### Required work
All of the records must be repeated exactly.

[Point-per-instance localization data]
BEGIN

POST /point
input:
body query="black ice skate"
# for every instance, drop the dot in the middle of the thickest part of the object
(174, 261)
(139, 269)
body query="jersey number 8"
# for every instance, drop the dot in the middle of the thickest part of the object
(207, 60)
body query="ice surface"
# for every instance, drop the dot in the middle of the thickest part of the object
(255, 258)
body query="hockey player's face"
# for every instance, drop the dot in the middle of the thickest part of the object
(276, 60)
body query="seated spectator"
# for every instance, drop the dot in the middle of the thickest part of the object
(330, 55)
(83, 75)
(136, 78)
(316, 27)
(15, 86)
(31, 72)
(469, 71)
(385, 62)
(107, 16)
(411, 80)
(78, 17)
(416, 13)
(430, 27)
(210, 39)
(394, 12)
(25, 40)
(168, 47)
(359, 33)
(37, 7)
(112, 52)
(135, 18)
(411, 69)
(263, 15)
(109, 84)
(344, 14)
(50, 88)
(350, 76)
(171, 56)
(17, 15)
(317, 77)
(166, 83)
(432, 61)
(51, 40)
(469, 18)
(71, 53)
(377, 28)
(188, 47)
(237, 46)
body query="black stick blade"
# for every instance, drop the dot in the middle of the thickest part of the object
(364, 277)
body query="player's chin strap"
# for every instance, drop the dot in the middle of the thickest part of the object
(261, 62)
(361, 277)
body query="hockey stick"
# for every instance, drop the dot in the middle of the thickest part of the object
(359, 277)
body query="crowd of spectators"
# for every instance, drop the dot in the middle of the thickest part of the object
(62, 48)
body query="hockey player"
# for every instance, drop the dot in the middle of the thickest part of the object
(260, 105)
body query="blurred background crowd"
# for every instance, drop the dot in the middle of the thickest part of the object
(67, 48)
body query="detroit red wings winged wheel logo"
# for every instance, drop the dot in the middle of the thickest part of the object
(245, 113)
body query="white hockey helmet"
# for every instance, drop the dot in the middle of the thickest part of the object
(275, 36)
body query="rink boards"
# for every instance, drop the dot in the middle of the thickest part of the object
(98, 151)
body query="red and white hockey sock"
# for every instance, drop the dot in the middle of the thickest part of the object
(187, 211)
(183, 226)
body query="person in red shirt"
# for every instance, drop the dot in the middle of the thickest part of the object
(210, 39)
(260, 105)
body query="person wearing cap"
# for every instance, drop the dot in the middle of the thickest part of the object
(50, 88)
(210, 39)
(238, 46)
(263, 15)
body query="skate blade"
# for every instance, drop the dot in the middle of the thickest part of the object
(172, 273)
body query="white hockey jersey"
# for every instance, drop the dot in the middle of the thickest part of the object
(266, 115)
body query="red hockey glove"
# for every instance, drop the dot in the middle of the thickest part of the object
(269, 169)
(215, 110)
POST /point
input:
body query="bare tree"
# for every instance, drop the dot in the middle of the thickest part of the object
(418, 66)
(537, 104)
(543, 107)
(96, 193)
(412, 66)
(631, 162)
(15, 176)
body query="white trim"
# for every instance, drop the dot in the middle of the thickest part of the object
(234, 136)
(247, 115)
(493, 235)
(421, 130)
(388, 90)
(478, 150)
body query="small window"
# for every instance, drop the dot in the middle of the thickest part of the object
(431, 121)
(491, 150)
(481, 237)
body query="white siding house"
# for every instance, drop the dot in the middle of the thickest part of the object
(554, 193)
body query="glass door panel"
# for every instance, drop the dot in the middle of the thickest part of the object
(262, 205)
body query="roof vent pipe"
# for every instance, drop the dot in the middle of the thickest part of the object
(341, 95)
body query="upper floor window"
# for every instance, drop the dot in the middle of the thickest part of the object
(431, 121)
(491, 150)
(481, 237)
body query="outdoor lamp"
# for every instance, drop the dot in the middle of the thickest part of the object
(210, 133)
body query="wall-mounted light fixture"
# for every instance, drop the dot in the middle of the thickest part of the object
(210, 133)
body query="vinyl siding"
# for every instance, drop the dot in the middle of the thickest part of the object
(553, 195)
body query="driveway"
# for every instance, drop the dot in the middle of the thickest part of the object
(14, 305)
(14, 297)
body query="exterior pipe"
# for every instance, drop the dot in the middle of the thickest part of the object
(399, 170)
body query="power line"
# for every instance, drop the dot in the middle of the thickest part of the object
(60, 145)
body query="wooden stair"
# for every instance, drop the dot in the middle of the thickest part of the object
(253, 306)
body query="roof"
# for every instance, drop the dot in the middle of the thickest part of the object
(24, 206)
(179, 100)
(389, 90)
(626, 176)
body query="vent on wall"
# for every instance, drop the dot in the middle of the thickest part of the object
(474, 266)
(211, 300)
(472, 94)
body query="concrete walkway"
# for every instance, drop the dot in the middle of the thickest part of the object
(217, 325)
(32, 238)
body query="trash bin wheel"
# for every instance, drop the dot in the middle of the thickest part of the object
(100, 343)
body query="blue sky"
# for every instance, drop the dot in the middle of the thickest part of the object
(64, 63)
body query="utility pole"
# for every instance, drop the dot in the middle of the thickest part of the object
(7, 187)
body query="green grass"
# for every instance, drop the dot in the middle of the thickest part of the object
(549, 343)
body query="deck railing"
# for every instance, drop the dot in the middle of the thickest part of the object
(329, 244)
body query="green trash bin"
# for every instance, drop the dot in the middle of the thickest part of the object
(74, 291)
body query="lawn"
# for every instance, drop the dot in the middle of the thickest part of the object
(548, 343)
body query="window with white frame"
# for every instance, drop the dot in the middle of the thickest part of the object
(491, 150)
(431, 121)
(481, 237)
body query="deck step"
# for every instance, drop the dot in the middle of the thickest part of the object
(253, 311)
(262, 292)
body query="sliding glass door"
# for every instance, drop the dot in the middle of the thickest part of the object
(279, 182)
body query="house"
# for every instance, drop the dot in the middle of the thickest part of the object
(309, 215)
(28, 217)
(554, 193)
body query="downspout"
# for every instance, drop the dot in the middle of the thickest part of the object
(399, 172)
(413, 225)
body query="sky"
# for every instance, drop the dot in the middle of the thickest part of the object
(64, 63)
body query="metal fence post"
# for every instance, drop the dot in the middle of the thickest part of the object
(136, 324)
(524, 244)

END

### Solution for this problem
POST /point
input:
body query="black ice skate"
# for every instance, drop the dot in the middle of the thickest part of the object
(174, 261)
(139, 269)
body query="jersey number 8"
# for every instance, drop the dot in the middle of the thickest part of the object
(207, 60)
body query="ice surface"
# for every instance, drop the dot in the middle of the thickest part of the object
(255, 258)
body query="hockey player's face"
# for every instance, drop the dot in the middle of the thickest part of the object
(276, 60)
body query="seated spectator"
# for every instance, drop the dot in the middle of the thickest part of the object
(330, 55)
(83, 75)
(136, 78)
(316, 27)
(15, 86)
(31, 72)
(469, 71)
(385, 62)
(107, 16)
(411, 80)
(78, 17)
(416, 13)
(430, 27)
(210, 39)
(394, 12)
(25, 40)
(168, 47)
(359, 33)
(37, 7)
(112, 52)
(135, 18)
(411, 69)
(263, 15)
(109, 84)
(344, 14)
(50, 88)
(350, 76)
(171, 56)
(17, 15)
(317, 77)
(166, 83)
(432, 61)
(51, 40)
(469, 18)
(71, 53)
(377, 28)
(188, 47)
(237, 46)
body query="black stick blade"
# for every instance, drop the dot in the middle of the thickest part of the object
(364, 277)
body query="player's chin strap"
# for every instance, drop the dot in the middle of the thickest part of the object
(261, 62)
(361, 277)
body query="hockey stick"
# for every instance, drop the dot in the middle of the thickest part of the object
(359, 277)
body query="crowd of spectators"
# for every instance, drop the dot in the middle of the thickest part of the object
(62, 48)
body query="hockey player"
# for every instance, drop the dot in the middle of the thickest part of the object
(260, 105)
body query="blurred background crowd"
# for every instance, drop the dot in the middle of the thickest part of the object
(67, 48)
body query="detroit red wings winged wheel logo"
# for every instance, drop the dot in the middle of the thickest part of the object
(245, 113)
body query="white hockey helmet"
# for every instance, drop the dot in the middle of the thickest part of the object
(275, 36)
body query="rink boards"
# for every instance, drop the dot in the middle of the thickest part of the object
(98, 151)
body query="red and white hockey sock"
# for every instance, drop the dot in the middle of the thickest part of the object
(187, 211)
(183, 226)
body query="person in red shirt"
# for every instance, drop the dot in the middle of the thickest part of the object
(210, 39)
(260, 105)
body query="person wearing cap"
# for every instance, drop the dot in the middle of the thickest part of the object
(50, 88)
(210, 39)
(238, 46)
(263, 15)
body query="skate blade"
# for every instance, drop the dot in the middle of the thickest part of the object
(172, 273)
body query="white hockey jersey"
# for every instance, drop the dot in the middle of the thickest part of the object
(266, 115)
body query="red hockey glove"
# for every instance, drop the dot in the middle of the thickest part of the object
(269, 169)
(215, 110)
POST /point
input:
body query="bare tree"
# for every instance, drop the dot in the middle of the thickest part of the object
(418, 66)
(537, 104)
(543, 107)
(96, 193)
(412, 66)
(631, 162)
(15, 176)
body query="white trim"
# for every instance, drop the dot in the middle of the thickest part of the object
(234, 136)
(247, 115)
(493, 235)
(421, 130)
(388, 90)
(478, 150)
body query="small window"
# for every instance, drop the dot in the middle of the thickest part of the object
(431, 121)
(491, 150)
(481, 237)
body query="white siding house"
# for every instance, drop the dot in the middle of the thickest part of the object
(554, 193)
body query="glass door panel"
# for every instance, drop the dot in the middle of the thickest part of the object
(262, 205)
body query="roof vent pipe"
# for every instance, drop the dot in the middle of the thickest part of the object
(341, 95)
body query="upper floor window"
# for every instance, drop the dot in the middle of the thickest part of the object
(431, 121)
(491, 150)
(481, 237)
body query="outdoor lamp"
# for every instance, drop the dot in the middle of the thickest part of the object
(210, 133)
body query="wall-mounted light fixture"
# for every instance, drop the dot in the middle of the thickest part of the object
(210, 133)
body query="vinyl siding"
# for every instance, drop the dot in the middle of the thickest part of the object
(553, 195)
body query="driveway"
# for every instance, drop the dot in the middle of the thickest part of the object
(14, 305)
(14, 297)
body query="exterior pipe"
# for every instance, drop the dot in the middle of the thickest part of the object
(399, 170)
body query="power line"
# for every instance, drop the dot in the middle of the thickest part of the object
(60, 145)
body query="wooden stair"
# for every instance, drop the dot in the middle of the thickest part of the object
(253, 306)
body query="roof"
# for every instance, drop the dot in the middle of the thickest part of the object
(24, 206)
(179, 100)
(389, 90)
(626, 176)
body query="vent on wall"
# for every instance, drop the dot in the middle of the thickest part of the object
(474, 266)
(211, 300)
(472, 94)
body query="concrete walkway"
# for every instance, drop the dot in the middle of the thickest part of the object
(217, 325)
(32, 238)
body query="trash bin wheel"
# for every instance, drop the dot in the middle of the thickest part of the object
(100, 343)
body query="blue sky"
# for every instance, drop the dot in the middle of the thickest part of the object
(64, 63)
body query="utility pole"
# for every instance, drop the dot in the middle of the thickest part of the object
(7, 187)
body query="green grass"
# for every instance, drop the dot in the middle of the thickest part of the object
(549, 343)
body query="deck railing"
# for every instance, drop the dot in the middle of the thickest part of the object
(329, 244)
body query="green trash bin"
# for every instance, drop the dot in the middle of the thickest part of the object
(74, 291)
body query="lawn"
# for every instance, drop the dot in the middle of the thickest part of the object
(548, 343)
body query="window with white frame"
# for every instance, drop the dot in the middle of the thickest part of the object
(491, 150)
(431, 121)
(481, 237)
body query="deck step"
# for every instance, drop the dot in the middle of the thickest part of the object
(253, 311)
(262, 292)
body query="sliding glass door"
# for every instance, drop the dot in the middle of the thickest part of the object
(279, 182)
body query="house"
# for every instance, drop the dot in the middle of the thickest part of the object
(309, 215)
(28, 217)
(554, 193)
body query="downspout"
# for every instance, drop the dot in the middle of the thickest part of the object
(399, 172)
(413, 225)
body query="sky"
# for every instance, drop the dot in the middle of the thickest part of the object
(64, 63)
body query="metal fence post"
# for every instance, drop the dot in the middle of the thickest part of the object
(136, 324)
(524, 244)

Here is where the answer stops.